**Selection**:
------
240102 18:51:06.927:WT 1 [com.google.devtools.build.lib.jni.JniLoader.*** Failed to load JNI library from resource
java.nio.file.NoSuchFileException: C:\Users\ADMINI~1\AppData\Local\Temp\bazel-jni.15087218107965058839
	at java.base/sun.nio.fs.WindowsException.translateToIOException(Unknown Source)
	at java.base/sun.nio.fs.WindowsException.rethrowAsIOException(Unknown Source)
	at java.base/sun.nio.fs.WindowsException.rethrowAsIOException(Unknown Source)
	at java.base/sun.nio.fs.WindowsFileSystemProvider.createDirectory(Unknown Source)
	at java.base/java.nio.file.Files.createDirectory(Unknown Source)
	at java.base/java.nio.file.TempFileHelper.create(Unknown Source)
	at java.base/java.nio.file.TempFileHelper.createTempDirectory(Unknown Source)
------
**Set of tasks**:
1. In the log, which path does the NoSuchFileException name?
2. Using the log, explain which exception accompanies the failure to load the JNI library and which file operation raised it.
3. Extract the part of the log starting with "240102 18:51:06.927:WT 1" and going on through "at java.base/java.nio.file.TempFileHelper.create(Unknown Source)".
------
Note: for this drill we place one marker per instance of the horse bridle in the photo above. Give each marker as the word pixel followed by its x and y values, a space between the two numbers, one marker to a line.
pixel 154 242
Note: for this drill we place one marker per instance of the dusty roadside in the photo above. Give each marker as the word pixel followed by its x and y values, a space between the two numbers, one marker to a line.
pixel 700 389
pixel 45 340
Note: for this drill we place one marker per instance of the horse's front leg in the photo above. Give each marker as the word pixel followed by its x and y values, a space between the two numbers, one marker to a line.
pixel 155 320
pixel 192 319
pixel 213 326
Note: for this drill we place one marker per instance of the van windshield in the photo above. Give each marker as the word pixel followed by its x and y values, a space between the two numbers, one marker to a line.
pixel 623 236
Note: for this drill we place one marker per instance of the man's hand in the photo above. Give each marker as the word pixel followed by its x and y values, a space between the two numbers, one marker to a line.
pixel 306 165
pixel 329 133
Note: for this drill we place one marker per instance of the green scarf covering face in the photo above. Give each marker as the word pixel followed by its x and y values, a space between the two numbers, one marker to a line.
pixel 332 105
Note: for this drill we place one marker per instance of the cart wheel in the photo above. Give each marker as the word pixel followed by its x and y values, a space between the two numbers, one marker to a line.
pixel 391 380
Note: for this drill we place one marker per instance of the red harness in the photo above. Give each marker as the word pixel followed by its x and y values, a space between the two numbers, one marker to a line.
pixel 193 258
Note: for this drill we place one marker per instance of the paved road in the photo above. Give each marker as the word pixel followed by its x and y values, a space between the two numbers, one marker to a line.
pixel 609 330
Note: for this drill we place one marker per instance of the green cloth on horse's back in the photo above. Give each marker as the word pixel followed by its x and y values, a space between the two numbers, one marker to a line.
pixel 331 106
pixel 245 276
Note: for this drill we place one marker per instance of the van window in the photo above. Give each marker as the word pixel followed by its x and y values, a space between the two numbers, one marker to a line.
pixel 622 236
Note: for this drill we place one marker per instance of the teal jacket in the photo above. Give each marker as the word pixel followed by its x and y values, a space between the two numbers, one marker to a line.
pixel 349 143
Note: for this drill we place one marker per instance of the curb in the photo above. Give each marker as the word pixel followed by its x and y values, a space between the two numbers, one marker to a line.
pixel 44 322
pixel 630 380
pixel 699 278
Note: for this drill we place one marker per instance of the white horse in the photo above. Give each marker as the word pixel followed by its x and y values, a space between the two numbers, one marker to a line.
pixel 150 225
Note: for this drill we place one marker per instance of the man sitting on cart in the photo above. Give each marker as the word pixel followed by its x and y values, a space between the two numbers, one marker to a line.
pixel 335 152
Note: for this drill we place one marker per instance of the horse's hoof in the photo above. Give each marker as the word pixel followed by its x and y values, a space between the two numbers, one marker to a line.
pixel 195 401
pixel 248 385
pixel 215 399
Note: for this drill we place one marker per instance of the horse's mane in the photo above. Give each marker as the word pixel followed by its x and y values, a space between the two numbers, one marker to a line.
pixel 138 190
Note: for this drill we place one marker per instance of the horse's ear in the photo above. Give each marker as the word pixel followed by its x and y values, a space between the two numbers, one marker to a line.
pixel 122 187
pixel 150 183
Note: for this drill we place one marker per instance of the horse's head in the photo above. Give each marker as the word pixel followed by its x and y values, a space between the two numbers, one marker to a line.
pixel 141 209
------
**Expected results**:
1. C:\Users\ADMINI~1\AppData\Local\Temp\bazel-jni.15087218107965058839

2. The JNI library load failed with a java.nio.file.NoSuchFileException for C:\Users\ADMINI~1\AppData\Local\Temp\bazel-jni.15087218107965058839. The stack trace shows that the exception was thrown while creating a temporary directory. Files.createDirectory, called from TempFileHelper.createTempDirectory, failed in WindowsFileSystemProvider.createDirectory.

3.
240102 18:51:06.927:WT 1 [com.google.devtools.build.lib.jni.JniLoader.*** Failed to load JNI library from resource
java.nio.file.NoSuchFileException: C:\Users\ADMINI~1\AppData\Local\Temp\bazel-jni.15087218107965058839
	at java.base/sun.nio.fs.WindowsException.translateToIOException(Unknown Source)
	at java.base/sun.nio.fs.WindowsException.rethrowAsIOException(Unknown Source)
	at java.base/sun.nio.fs.WindowsException.rethrowAsIOException(Unknown Source)
	at java.base/sun.nio.fs.WindowsFileSystemProvider.createDirectory(Unknown Source)
	at java.base/java.nio.file.Files.createDirectory(Unknown Source)
	at java.base/java.nio.file.TempFileHelper.create(Unknown Source)